### Passage provided

Eventually they brought the drums down to the house, which was a major break with the sacred conventions, though I didn’t realize it at the time. And we began to record there, just on cassettes, and play all night. Naturally I’d pick up the guitar and stroke away, find out what chords might fit, and they, they kind of broke their own rules and turned round and said, “Hey, man, that’s nice.” So I wormed my way in. I suggested maybe a harmony here could help, and I crept in with a guitar. They could have told me to fuck off or not. So I left it to them, basically. But when they heard what they were sounding like coming back on a cassette recorder, they loved it—loved to hear themselves played back. Damn right, you’re good. You’re fucking unique, motherfuckers!

I went down there for years and years after that. We would just record in the room. If I had some tape and we had a machine, we’d put it down, but if not, it didn’t matter. If it ran out of tape, it didn’t matter. We weren’t there to record, we were there to play. I felt like a choirboy. I would just stroke a little bit behind them and hope that I didn’t annoy them. One frown, I’d shut up. But I kind of got accepted. And then they told me that I was not actually white. To the Jamaicans, the ones that I know, I’m black but I’ve turned white to be their spy, “our man up north” sort of thing. I take it as a compliment. I’m as white as a lily with a black heart exulting in its secret. My gradual transition from white man to black was not unique. Look at Mezz Mezzrow, a jazzman from the ’20s and ’30s who made himself a naturalized black man. He wrote
Really the Blues,
the best book on the subject. It was my mission in a way to get these guys recorded. Finally, when we were together around 1975, we schlepped everybody down to Dynamic Sounds, but they couldn’t handle the studio situation. It wasn’t their milieu. “You move over there, you go there…” The idea of being told what to do, for them, was incomprehensible. And it was a dismal failure, really. Even though it was a good studio. That’s when I realized, if you want to record these guys, it’s got to be in the front room. It’s got to be up at the house, where they’re all feeling comfortable and they’re not thinking about being recorded. We had to wait twenty years for that to happen, to get the take we wanted, which is when they became known as the Wingless Angels.

I
cleaned up for tours,
but in the middle of a long tour, somebody would give me some shit and then I’d want some more. And I’d say, well, I’ve got to get some more now, because I need to wait until I have some time off to clean up. I’ve had some lovely junkie babes on the road, ones that saved my life, got me off the hook here and there. And most of them not lowlife bitches. A lot of them very sophisticated, very smart women who were into it themselves. It wasn’t like you had to go to the gutters or the whorehouses to find it. You could be at some backstage party or go and visit these society people, and a lot of the shit I’ve scored is because they offered it, these debutante junkies, bless their hearts.

### Data shown
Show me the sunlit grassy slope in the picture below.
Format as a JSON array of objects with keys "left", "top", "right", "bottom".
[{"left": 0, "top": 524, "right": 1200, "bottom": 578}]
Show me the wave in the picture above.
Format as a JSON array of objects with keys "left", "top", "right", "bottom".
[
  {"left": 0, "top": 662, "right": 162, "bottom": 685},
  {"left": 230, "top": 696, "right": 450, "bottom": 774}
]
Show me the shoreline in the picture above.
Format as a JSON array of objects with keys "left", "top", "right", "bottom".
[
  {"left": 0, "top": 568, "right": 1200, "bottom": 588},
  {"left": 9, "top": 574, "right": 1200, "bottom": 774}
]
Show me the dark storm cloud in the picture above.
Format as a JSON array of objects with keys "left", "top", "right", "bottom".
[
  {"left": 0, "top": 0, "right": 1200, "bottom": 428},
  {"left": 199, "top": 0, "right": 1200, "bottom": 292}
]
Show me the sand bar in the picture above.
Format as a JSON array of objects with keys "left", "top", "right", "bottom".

### What this exercise asks
(1) Write out the part of the memoir excerpt that begins at the words "Eventually they brought" and stops after "fucking unique, motherfuckers!".
(2) Answer these questions from the memoir excerpt.
(a) What did they first record on at the house?
(b) What book did Mezz Mezzrow write?
(c) Which studio did everybody go to around 1975?

### Outputs in order
(1)
Eventually they brought the drums down to the house, which was a major break with the sacred conventions, though I didn’t realize it at the time. And we began to record there, just on cassettes, and play all night. Naturally I’d pick up the guitar and stroke away, find out what chords might fit, and they, they kind of broke their own rules and turned round and said, “Hey, man, that’s nice.” So I wormed my way in. I suggested maybe a harmony here could help, and I crept in with a guitar. They could have told me to fuck off or not. So I left it to them, basically. But when they heard what they were sounding like coming back on a cassette recorder, they loved it—loved to hear themselves played back. Damn right, you’re good. You’re fucking unique, motherfuckers!

(2)
(a) Cassettes
(b) Really the Blues
(c) Dynamic Sounds